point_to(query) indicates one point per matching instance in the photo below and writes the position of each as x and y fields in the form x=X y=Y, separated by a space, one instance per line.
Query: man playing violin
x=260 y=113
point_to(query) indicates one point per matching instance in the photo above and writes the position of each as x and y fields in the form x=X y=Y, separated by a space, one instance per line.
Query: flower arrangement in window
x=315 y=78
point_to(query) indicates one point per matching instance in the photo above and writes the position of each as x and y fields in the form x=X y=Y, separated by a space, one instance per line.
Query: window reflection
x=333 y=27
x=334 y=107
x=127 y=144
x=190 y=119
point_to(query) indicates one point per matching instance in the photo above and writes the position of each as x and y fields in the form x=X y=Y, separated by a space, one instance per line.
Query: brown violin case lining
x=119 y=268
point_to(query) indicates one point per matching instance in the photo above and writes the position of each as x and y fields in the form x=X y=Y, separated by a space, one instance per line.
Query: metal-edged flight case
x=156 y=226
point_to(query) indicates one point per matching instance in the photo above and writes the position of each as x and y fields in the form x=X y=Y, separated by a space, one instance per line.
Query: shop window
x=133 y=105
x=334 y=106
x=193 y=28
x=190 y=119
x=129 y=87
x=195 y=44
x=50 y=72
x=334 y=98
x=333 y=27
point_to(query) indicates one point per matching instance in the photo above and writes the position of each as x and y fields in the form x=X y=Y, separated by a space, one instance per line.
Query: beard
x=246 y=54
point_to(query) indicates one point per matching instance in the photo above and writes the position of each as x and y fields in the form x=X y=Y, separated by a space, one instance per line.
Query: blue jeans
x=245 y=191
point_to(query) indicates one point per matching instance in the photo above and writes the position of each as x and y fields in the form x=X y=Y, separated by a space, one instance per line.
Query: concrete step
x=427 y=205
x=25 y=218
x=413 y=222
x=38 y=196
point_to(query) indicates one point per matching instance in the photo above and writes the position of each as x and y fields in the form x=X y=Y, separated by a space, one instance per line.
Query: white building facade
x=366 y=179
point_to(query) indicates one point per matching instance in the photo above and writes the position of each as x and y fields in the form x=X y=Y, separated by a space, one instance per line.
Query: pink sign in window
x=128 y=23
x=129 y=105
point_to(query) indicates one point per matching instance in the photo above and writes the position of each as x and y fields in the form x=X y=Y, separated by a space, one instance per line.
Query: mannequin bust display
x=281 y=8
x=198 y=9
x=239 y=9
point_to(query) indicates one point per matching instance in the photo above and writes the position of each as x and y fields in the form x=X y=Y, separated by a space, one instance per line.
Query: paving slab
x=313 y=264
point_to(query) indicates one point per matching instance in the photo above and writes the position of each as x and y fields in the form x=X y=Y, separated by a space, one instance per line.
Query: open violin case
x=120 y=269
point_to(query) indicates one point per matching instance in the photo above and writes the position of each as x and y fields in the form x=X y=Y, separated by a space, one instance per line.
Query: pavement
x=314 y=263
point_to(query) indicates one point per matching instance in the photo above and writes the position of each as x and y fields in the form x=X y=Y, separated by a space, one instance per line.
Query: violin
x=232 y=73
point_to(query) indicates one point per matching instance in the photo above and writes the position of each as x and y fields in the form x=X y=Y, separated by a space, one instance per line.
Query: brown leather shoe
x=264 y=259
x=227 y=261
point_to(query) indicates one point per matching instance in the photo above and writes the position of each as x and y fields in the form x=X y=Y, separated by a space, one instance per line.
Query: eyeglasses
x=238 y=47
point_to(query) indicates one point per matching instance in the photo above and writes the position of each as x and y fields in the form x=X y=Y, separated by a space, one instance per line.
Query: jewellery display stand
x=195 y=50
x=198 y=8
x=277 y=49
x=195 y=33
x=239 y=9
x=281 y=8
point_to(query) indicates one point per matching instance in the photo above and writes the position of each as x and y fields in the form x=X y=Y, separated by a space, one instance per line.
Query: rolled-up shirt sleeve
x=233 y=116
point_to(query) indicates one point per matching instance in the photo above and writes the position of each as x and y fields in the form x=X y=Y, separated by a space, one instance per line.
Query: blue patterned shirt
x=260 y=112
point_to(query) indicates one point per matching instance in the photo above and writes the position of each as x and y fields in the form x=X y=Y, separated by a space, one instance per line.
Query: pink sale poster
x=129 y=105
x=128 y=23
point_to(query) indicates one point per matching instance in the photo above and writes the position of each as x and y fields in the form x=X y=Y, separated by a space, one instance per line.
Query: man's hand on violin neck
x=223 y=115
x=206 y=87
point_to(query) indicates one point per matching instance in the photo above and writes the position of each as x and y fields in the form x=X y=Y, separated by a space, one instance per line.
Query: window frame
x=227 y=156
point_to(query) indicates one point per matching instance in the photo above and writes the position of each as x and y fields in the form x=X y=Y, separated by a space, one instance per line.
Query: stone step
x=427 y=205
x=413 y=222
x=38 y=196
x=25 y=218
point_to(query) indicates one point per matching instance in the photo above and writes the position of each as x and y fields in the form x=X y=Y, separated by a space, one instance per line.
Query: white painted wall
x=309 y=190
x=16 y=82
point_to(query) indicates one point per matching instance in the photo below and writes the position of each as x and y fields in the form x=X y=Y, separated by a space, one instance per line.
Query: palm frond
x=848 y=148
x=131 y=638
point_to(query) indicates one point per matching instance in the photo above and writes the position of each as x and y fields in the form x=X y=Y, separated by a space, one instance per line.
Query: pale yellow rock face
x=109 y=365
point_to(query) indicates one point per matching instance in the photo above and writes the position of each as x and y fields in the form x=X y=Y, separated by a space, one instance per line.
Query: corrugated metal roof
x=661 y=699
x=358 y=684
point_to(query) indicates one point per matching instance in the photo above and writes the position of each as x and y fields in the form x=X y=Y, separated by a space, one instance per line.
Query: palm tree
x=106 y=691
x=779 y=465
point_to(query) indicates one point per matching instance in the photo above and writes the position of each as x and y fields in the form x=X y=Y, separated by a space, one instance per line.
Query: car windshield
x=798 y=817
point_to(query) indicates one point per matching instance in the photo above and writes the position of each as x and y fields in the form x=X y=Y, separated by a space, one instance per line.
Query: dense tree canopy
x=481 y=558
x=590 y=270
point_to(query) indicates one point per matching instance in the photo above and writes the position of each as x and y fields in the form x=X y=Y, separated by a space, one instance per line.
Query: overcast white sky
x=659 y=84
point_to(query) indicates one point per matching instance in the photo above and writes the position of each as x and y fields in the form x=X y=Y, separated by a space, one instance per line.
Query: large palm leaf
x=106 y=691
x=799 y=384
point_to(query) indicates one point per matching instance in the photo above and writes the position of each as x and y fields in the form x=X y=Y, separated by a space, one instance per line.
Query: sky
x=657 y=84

* Your goal: Convert all of the material above into a JSON array of strings, with each line as its own string and blank lines omitted.

* Result for this exercise:
[
  "point_to(query) indicates one point per matching instance in the photo below and writes the position of each as x and y fields in the form x=X y=Y, separated by a space, one instance per line.",
  "Query: man playing violin",
  "x=260 y=113",
  "point_to(query) indicates one point per matching instance in the photo above and writes the position of each as x and y fields in the form x=X y=Y, separated by a space, one instance per line.",
  "Query: flower arrangement in window",
  "x=315 y=78",
  "point_to(query) indicates one point per matching instance in the photo above and writes the position of each as x and y fields in the form x=X y=Y, separated by a space, one instance per line.",
  "Query: window reflection",
  "x=333 y=27",
  "x=334 y=107",
  "x=127 y=144",
  "x=190 y=119",
  "point_to(query) indicates one point per matching instance in the photo above and writes the position of each as x and y fields in the form x=X y=Y, separated by a space, one instance per line.",
  "Query: brown violin case lining",
  "x=119 y=268",
  "point_to(query) indicates one point per matching instance in the photo above and writes the position of each as x and y fields in the form x=X y=Y, separated by a space, one instance per line.",
  "Query: metal-edged flight case",
  "x=156 y=226",
  "point_to(query) indicates one point per matching instance in the photo above and writes the position of each as x and y fields in the form x=X y=Y, separated by a space, one instance per line.",
  "Query: shop window",
  "x=133 y=105",
  "x=334 y=106",
  "x=193 y=28",
  "x=190 y=119",
  "x=129 y=87",
  "x=195 y=44",
  "x=50 y=72",
  "x=334 y=98",
  "x=333 y=27",
  "point_to(query) indicates one point per matching instance in the photo above and writes the position of each as x and y fields in the form x=X y=Y, separated by a space, one instance per line.",
  "Query: beard",
  "x=246 y=54",
  "point_to(query) indicates one point per matching instance in the photo above and writes the position of each as x and y fields in the form x=X y=Y, separated by a space, one instance per line.",
  "Query: blue jeans",
  "x=245 y=191",
  "point_to(query) indicates one point per matching instance in the photo above and writes the position of each as x and y fields in the form x=X y=Y, separated by a space, one instance per line.",
  "Query: concrete step",
  "x=427 y=205",
  "x=25 y=218",
  "x=413 y=222",
  "x=38 y=196",
  "point_to(query) indicates one point per matching instance in the photo above and writes the position of each as x and y fields in the form x=X y=Y, separated by a space, one instance per line.",
  "Query: white building facade",
  "x=366 y=179",
  "point_to(query) indicates one point per matching instance in the photo above and writes the position of each as x and y fields in the form x=X y=Y, separated by a space, one instance per line.",
  "Query: pink sign in window",
  "x=128 y=23",
  "x=129 y=105",
  "point_to(query) indicates one point per matching instance in the photo above and writes the position of each as x and y fields in the form x=X y=Y, separated by a space, one instance per line.",
  "Query: mannequin bust display",
  "x=281 y=8",
  "x=198 y=9",
  "x=239 y=9",
  "point_to(query) indicates one point per matching instance in the photo above and writes the position of each as x and y fields in the form x=X y=Y, separated by a space, one instance per line.",
  "Query: paving slab",
  "x=313 y=264",
  "point_to(query) indicates one point per matching instance in the photo above and writes the position of each as x and y fields in the form x=X y=Y, separated by a space, one instance per line.",
  "Query: open violin case",
  "x=120 y=269",
  "point_to(query) indicates one point per matching instance in the photo above and writes the position of each as x and y fields in the form x=X y=Y, separated by a space, one instance per line.",
  "Query: pavement",
  "x=314 y=263",
  "point_to(query) indicates one point per matching instance in the photo above and writes the position of each as x and y fields in the form x=X y=Y, separated by a space, one instance per line.",
  "Query: violin",
  "x=232 y=73",
  "point_to(query) indicates one point per matching instance in the photo above and writes the position of each as x and y fields in the form x=X y=Y, separated by a space, one instance per line.",
  "Query: brown leather shoe",
  "x=264 y=259",
  "x=227 y=261",
  "point_to(query) indicates one point per matching instance in the photo above and writes the position of each as x and y fields in the form x=X y=Y, separated by a space, one instance per line.",
  "Query: eyeglasses",
  "x=238 y=47",
  "point_to(query) indicates one point per matching instance in the photo above and writes the position of each as x and y fields in the form x=X y=Y, separated by a space, one instance per line.",
  "Query: jewellery display stand",
  "x=195 y=50",
  "x=198 y=8",
  "x=277 y=49",
  "x=195 y=33",
  "x=239 y=9",
  "x=281 y=8",
  "point_to(query) indicates one point per matching instance in the photo above and writes the position of each as x and y fields in the form x=X y=Y, separated by a space, one instance per line.",
  "Query: rolled-up shirt sleeve",
  "x=233 y=116",
  "point_to(query) indicates one point per matching instance in the photo above and writes the position of each as x and y fields in the form x=X y=Y, separated by a space, one instance per line.",
  "Query: blue patterned shirt",
  "x=260 y=112",
  "point_to(query) indicates one point per matching instance in the photo above and writes the position of each as x and y fields in the form x=X y=Y, separated by a space, one instance per line.",
  "Query: pink sale poster",
  "x=129 y=105",
  "x=128 y=23",
  "point_to(query) indicates one point per matching instance in the photo above and writes the position of each as x and y fields in the form x=X y=Y, separated by a space, one instance per line.",
  "Query: man's hand on violin neck",
  "x=223 y=115",
  "x=206 y=87",
  "point_to(query) indicates one point per matching instance in the photo above and writes the position of each as x and y fields in the form x=X y=Y, separated by a space, one instance per line.",
  "Query: window frame",
  "x=227 y=156",
  "point_to(query) indicates one point per matching instance in the photo above and writes the position of each as x and y fields in the form x=X y=Y, separated by a space, one instance per line.",
  "Query: stone step",
  "x=427 y=205",
  "x=413 y=222",
  "x=38 y=196",
  "x=25 y=218",
  "point_to(query) indicates one point per matching instance in the photo above and writes the position of each as x and y fields in the form x=X y=Y, separated by a space, one instance per line.",
  "Query: white painted wall",
  "x=309 y=190",
  "x=16 y=82",
  "point_to(query) indicates one point per matching instance in the photo below and writes the position of each as x and y fields in the form x=X y=Y, separated by a space, one instance per line.",
  "Query: palm frond",
  "x=848 y=148",
  "x=131 y=638",
  "point_to(query) indicates one point per matching instance in the photo above and writes the position of each as x and y fields in the form x=X y=Y, separated by a space, one instance per line.",
  "Query: pale yellow rock face",
  "x=109 y=365",
  "point_to(query) indicates one point per matching instance in the photo above and writes the position of each as x and y fields in the form x=X y=Y, separated by a space, one instance per line.",
  "Query: corrugated metal roof",
  "x=661 y=699",
  "x=358 y=684",
  "point_to(query) indicates one point per matching instance in the photo above and writes the position of each as x and y fields in the form x=X y=Y, separated by a space, one instance per line.",
  "Query: palm tree",
  "x=106 y=691",
  "x=779 y=465",
  "point_to(query) indicates one point per matching instance in the photo above and writes the position of each as x and y fields in the form x=X y=Y, separated by a space, one instance per line.",
  "Query: car windshield",
  "x=798 y=817",
  "point_to(query) indicates one point per matching instance in the photo above and writes the position of each as x and y fields in the form x=X y=Y, separated by a space, one instance per line.",
  "Query: dense tree canopy",
  "x=481 y=558",
  "x=590 y=270",
  "point_to(query) indicates one point per matching instance in the photo above and writes the position of each as x and y fields in the form x=X y=Y, separated by a space, one instance per line.",
  "Query: overcast white sky",
  "x=659 y=84",
  "point_to(query) indicates one point per matching instance in the photo above and writes the position of each as x and y fields in the form x=X y=Y, separated by a space, one instance per line.",
  "Query: large palm leaf",
  "x=106 y=691",
  "x=799 y=384",
  "point_to(query) indicates one point per matching instance in the photo above and writes the position of each as x and y fields in the form x=X y=Y, separated by a space, one instance per line.",
  "Query: sky",
  "x=657 y=84"
]